Write out each line from the data below that includes the word "jacket".

[Dataset records — start]

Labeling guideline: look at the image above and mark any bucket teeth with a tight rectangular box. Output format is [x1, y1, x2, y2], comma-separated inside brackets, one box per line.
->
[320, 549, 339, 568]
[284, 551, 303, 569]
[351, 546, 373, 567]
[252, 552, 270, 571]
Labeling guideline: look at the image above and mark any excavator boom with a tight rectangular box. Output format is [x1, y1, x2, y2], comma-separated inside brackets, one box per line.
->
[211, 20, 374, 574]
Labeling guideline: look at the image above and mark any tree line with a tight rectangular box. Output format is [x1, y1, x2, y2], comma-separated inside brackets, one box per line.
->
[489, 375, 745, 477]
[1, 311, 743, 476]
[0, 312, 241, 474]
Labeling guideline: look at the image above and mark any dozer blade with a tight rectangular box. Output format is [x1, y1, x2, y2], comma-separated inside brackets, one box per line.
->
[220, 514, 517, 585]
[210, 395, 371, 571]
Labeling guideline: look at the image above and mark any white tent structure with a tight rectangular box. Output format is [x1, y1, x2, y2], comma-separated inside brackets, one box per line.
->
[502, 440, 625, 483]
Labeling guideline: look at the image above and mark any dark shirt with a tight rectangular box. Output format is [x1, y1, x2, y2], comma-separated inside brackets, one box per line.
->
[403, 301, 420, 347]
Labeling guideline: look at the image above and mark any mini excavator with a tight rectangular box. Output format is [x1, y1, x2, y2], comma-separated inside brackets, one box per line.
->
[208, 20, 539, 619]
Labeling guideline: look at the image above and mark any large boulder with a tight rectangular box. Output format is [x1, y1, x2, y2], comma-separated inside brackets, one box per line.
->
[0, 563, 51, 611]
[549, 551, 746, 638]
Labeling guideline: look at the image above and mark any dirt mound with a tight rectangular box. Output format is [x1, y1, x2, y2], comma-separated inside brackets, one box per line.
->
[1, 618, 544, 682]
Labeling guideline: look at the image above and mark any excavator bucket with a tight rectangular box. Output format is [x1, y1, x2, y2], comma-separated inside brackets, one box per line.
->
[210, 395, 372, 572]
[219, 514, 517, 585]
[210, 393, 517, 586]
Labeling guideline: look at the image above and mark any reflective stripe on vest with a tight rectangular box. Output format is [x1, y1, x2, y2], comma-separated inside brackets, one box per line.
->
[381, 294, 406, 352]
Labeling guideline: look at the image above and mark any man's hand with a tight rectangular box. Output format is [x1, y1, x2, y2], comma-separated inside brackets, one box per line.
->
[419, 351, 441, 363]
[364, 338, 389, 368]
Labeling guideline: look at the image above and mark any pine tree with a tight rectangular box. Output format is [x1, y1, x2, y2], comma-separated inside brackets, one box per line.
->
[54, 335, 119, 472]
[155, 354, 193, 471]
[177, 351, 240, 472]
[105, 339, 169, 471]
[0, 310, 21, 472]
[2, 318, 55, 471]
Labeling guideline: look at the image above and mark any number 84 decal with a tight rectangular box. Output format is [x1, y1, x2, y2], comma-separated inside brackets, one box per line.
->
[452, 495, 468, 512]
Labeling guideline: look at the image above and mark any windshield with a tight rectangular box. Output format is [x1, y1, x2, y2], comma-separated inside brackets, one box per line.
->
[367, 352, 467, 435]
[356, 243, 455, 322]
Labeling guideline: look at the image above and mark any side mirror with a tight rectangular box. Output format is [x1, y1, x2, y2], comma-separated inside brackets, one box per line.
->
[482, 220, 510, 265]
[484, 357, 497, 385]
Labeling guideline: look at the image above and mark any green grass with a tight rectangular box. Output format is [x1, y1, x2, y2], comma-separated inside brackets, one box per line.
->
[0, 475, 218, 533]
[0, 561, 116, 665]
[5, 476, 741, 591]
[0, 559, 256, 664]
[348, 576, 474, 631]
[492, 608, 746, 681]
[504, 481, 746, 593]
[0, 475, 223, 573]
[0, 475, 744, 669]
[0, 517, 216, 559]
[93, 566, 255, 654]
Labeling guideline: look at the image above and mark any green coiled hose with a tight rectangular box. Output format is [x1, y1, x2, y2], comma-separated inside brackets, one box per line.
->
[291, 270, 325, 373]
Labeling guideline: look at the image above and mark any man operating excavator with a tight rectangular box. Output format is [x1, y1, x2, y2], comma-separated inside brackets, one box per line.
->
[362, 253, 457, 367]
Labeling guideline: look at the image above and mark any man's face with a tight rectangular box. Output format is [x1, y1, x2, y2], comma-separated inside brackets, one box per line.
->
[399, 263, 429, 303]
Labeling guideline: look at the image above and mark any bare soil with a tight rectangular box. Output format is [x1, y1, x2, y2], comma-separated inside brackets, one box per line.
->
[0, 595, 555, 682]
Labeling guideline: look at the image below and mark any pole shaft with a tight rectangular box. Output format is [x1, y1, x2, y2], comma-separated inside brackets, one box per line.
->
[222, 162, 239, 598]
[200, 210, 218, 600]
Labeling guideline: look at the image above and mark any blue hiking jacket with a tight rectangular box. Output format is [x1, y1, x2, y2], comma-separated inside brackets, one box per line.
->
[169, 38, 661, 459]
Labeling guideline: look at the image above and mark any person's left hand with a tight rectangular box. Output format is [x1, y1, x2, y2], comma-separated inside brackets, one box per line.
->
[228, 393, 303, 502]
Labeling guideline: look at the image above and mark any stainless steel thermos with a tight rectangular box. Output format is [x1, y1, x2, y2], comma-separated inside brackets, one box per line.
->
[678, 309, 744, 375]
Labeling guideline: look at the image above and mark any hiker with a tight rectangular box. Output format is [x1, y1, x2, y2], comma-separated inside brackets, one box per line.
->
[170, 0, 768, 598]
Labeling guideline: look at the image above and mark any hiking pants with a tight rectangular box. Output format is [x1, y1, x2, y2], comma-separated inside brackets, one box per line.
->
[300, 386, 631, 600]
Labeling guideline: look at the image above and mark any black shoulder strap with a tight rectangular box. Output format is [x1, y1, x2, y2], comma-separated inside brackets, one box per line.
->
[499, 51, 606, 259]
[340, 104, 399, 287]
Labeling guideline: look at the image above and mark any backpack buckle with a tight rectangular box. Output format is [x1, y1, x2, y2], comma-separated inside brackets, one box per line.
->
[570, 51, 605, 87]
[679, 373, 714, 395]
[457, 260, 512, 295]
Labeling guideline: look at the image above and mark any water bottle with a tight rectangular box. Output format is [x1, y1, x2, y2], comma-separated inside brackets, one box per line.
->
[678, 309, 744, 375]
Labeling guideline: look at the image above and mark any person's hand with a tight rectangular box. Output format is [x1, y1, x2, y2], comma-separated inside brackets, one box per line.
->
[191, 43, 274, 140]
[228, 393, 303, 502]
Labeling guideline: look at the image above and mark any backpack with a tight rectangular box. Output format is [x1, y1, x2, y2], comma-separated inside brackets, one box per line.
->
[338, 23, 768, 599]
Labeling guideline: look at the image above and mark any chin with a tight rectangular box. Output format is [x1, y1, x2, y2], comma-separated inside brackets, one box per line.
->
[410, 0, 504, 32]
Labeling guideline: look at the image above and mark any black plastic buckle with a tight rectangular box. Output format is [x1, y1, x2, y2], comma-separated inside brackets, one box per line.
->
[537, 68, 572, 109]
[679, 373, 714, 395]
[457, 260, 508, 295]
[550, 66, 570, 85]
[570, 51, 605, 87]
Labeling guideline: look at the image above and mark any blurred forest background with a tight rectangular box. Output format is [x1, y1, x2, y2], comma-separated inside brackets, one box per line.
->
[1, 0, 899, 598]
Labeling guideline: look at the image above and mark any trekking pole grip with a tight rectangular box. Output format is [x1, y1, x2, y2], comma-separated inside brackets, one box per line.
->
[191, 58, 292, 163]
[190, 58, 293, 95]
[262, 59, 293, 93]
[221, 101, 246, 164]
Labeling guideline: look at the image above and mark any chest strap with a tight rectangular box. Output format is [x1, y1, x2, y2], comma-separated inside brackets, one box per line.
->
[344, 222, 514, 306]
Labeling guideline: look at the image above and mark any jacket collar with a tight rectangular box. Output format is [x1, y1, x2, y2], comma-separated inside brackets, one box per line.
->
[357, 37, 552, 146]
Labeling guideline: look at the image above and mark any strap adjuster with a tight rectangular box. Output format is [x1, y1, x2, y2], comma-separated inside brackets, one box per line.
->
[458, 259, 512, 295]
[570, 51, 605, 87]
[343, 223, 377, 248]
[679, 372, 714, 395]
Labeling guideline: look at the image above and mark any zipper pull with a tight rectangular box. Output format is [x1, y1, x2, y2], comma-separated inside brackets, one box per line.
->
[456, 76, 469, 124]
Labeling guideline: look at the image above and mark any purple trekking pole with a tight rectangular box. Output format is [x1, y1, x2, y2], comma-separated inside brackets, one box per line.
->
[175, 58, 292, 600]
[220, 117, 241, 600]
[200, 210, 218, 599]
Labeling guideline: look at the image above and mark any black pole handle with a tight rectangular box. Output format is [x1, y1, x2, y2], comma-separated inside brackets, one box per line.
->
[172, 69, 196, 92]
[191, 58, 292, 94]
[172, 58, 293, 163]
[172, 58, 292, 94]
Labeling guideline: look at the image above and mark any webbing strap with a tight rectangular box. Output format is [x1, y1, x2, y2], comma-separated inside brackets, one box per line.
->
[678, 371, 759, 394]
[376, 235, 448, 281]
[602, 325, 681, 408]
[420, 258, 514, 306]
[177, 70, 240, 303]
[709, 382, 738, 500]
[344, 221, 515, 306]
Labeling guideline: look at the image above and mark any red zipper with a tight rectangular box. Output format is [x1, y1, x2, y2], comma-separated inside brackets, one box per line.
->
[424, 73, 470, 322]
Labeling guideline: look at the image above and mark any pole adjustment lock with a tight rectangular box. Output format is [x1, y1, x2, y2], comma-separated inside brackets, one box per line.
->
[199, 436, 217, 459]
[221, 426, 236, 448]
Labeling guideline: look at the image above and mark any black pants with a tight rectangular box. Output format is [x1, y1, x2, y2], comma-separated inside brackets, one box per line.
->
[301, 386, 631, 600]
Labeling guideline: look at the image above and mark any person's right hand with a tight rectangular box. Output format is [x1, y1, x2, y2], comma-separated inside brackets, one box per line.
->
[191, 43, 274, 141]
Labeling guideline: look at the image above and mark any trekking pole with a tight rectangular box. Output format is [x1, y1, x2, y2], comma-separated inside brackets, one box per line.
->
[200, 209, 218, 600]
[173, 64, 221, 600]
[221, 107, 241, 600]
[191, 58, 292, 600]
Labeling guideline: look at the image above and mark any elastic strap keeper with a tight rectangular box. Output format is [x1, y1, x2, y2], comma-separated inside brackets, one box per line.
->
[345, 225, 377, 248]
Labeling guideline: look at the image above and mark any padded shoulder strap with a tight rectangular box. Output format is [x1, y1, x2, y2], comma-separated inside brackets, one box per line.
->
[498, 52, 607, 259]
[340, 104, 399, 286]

[Dataset records — finish]

Answer section
Labeling guideline: look at the image above and mark any blue hiking jacket with a tight rectangular box. Output format is [x1, y1, x2, y2], comma-separated inside brackets, one box per line.
Labeling guideline: look at the image above and mark any jacket collar with a tight rectangular box. Output format is [x1, y1, x2, y2], comma-separated inside brackets, one box per line.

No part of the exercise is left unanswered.